# GOAL
Copy every one of the records below verbatim, omitting the pictures.

::: LISTED RECORDS

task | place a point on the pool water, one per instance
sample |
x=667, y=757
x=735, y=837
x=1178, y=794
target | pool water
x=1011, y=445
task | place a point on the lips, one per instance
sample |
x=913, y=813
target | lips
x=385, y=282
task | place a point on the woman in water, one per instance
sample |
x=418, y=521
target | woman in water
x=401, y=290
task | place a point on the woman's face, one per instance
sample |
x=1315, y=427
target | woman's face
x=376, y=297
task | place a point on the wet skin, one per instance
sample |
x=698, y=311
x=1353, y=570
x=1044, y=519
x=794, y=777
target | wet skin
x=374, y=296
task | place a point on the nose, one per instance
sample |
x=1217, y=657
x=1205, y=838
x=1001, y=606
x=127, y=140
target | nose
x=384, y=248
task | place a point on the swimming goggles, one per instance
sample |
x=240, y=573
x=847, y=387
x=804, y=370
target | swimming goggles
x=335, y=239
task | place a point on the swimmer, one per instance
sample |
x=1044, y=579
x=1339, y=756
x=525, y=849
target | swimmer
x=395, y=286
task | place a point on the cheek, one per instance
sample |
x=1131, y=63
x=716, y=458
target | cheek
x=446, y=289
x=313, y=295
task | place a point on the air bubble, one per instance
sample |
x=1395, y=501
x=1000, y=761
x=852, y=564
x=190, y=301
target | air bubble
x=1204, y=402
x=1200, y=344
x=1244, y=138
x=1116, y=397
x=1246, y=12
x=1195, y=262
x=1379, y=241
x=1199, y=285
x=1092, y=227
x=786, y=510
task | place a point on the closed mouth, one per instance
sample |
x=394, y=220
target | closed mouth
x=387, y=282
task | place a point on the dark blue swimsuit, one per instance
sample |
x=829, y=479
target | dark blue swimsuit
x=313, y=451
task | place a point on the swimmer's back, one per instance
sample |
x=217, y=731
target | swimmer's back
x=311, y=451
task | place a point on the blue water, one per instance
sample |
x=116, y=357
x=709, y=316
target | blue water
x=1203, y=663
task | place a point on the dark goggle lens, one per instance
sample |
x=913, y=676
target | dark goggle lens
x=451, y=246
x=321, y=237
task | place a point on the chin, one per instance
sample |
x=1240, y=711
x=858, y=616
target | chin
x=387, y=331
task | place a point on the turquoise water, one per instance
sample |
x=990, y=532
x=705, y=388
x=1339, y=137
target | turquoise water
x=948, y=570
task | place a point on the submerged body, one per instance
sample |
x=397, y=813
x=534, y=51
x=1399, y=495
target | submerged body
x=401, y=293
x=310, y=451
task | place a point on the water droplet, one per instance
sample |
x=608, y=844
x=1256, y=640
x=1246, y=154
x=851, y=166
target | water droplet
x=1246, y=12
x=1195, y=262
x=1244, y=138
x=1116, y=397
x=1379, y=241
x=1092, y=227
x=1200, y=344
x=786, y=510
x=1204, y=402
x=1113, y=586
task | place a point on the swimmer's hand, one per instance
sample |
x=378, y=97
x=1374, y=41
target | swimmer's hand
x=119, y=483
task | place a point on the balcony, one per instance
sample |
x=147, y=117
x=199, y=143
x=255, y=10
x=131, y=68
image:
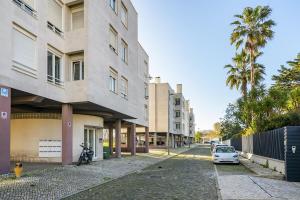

::::::

# TASK RESPONSE
task | place a point on the pool water, one per instance
sample |
x=667, y=757
x=735, y=837
x=1178, y=794
target | pool water
x=1011, y=445
task | place a point on the lips, one per instance
sample |
x=913, y=813
target | lips
x=385, y=282
task | place a point on the woman in water, one per instance
sample |
x=418, y=521
target | woman in water
x=401, y=290
task | place a point on the woman's face, one per instance
sample |
x=1315, y=427
target | woman's face
x=376, y=297
task | place a point on the wet skin, one per instance
sample |
x=698, y=311
x=1353, y=570
x=1044, y=519
x=794, y=777
target | wet skin
x=374, y=296
task | place a point on the nose, one per instance
sample |
x=1217, y=657
x=1205, y=838
x=1001, y=606
x=127, y=140
target | nose
x=384, y=248
task | place a point on the swimming goggles, one per instance
sample |
x=240, y=573
x=847, y=387
x=804, y=370
target | swimming goggles
x=335, y=239
task | place a point on the swimmer, one per instance
sample |
x=1044, y=579
x=1339, y=756
x=525, y=849
target | swimmer
x=395, y=286
task | place a point on the cheek, one per instance
sample |
x=1131, y=63
x=716, y=458
target | cheek
x=446, y=289
x=313, y=295
task | place a point on the air bubble, one per instance
sample |
x=1395, y=501
x=1000, y=761
x=852, y=564
x=190, y=301
target | air bubble
x=1204, y=402
x=1200, y=344
x=1244, y=138
x=1116, y=397
x=1246, y=12
x=1195, y=262
x=1379, y=241
x=1199, y=285
x=1092, y=227
x=786, y=510
task | place a point on the closed mouth, one per instance
sample |
x=394, y=220
target | closed mouth
x=387, y=282
task | place a point on the dark blue swimsuit, one per instance
sample |
x=829, y=479
target | dark blue swimsuit
x=313, y=451
task | place a point on the swimmer's back, one per instance
sample |
x=217, y=731
target | swimmer's back
x=311, y=451
task | place a point on the blue water, one per instance
sample |
x=116, y=357
x=709, y=316
target | blue water
x=1203, y=663
task | place a point on the dark goggle lens, one per instance
sample |
x=913, y=676
target | dark goggle lens
x=451, y=246
x=321, y=237
task | place a point on the chin, one per instance
sample |
x=1240, y=711
x=858, y=616
target | chin
x=387, y=331
task | place a point on the turquoise water, one per instance
sample |
x=990, y=532
x=705, y=388
x=1339, y=137
target | turquoise water
x=948, y=570
task | place a point on the submerged body, one per instance
sample |
x=397, y=813
x=534, y=51
x=1399, y=495
target | submerged body
x=401, y=293
x=310, y=451
task | place a point on the water droplet, one per instance
sample |
x=608, y=844
x=1256, y=640
x=1246, y=154
x=851, y=166
target | water droplet
x=1246, y=12
x=1195, y=262
x=1244, y=138
x=1116, y=397
x=1379, y=241
x=1092, y=227
x=1200, y=344
x=786, y=510
x=1204, y=402
x=1113, y=586
task | place a point on the swimmer's hand, one per instance
sample |
x=378, y=97
x=1374, y=41
target | swimmer's hand
x=119, y=483
task | place a point on the balcony, one per instance
sample |
x=147, y=117
x=199, y=143
x=255, y=10
x=131, y=68
image:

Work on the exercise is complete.